• Exercise goal: Reproduce the listing from the line containing "Where can the broad" through the end of the listing, both ends included, and leave out every line before it. Keep the request lines and their sample points unchanged. Multiply each coordinate in the answer points by 1.4 and round to the nearest whole number, with halves rounded up.

————

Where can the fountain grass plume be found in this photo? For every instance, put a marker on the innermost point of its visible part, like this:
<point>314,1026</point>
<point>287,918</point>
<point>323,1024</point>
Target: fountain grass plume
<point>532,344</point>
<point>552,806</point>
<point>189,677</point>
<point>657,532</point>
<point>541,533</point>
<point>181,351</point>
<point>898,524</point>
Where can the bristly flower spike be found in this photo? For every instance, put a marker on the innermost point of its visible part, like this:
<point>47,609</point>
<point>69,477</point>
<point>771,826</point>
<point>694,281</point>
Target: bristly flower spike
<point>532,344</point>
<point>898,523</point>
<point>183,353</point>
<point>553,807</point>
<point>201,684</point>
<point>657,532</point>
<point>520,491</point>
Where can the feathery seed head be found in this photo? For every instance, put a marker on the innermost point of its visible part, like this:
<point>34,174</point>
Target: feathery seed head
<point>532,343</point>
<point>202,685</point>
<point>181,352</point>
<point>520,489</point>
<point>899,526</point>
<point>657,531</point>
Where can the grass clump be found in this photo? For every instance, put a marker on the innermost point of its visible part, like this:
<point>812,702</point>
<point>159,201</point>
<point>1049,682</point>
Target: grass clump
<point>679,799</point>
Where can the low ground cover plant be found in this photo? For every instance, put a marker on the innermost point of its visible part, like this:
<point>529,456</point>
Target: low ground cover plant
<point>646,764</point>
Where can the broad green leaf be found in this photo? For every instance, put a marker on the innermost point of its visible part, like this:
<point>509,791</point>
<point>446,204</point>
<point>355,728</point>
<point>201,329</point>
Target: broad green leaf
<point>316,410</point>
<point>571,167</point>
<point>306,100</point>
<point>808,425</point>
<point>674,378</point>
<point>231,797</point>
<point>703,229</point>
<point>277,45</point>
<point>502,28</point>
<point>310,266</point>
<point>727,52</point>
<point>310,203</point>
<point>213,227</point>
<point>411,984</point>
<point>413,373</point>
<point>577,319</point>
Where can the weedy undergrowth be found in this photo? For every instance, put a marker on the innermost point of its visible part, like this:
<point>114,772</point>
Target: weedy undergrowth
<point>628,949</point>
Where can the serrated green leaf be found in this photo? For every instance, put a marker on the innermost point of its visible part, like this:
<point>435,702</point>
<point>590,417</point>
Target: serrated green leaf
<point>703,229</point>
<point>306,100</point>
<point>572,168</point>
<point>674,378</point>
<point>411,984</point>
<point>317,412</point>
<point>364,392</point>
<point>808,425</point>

————

• Result of the task:
Where can the broad green leaf be found in this photo? For every instance, put a marker on the innermost point of its visible part, like this:
<point>509,791</point>
<point>446,204</point>
<point>355,728</point>
<point>201,329</point>
Target: broad green leaf
<point>442,574</point>
<point>799,234</point>
<point>428,140</point>
<point>1131,595</point>
<point>944,529</point>
<point>323,1116</point>
<point>984,321</point>
<point>388,63</point>
<point>703,39</point>
<point>434,372</point>
<point>1018,73</point>
<point>434,284</point>
<point>298,318</point>
<point>575,1378</point>
<point>578,522</point>
<point>808,447</point>
Where can the weedy undergrowth be found in this photo? For every instance, put a marker on the innermost point of its visible part, like this:
<point>114,772</point>
Target: weedy undergrowth
<point>879,1329</point>
Where can the serrated green leaf be found in this photo? For every instance, put a marker on the innermost point of its visible part, like this:
<point>435,702</point>
<point>590,417</point>
Target: serrated green leaf
<point>984,321</point>
<point>428,140</point>
<point>801,235</point>
<point>944,529</point>
<point>575,1378</point>
<point>444,577</point>
<point>510,549</point>
<point>1131,595</point>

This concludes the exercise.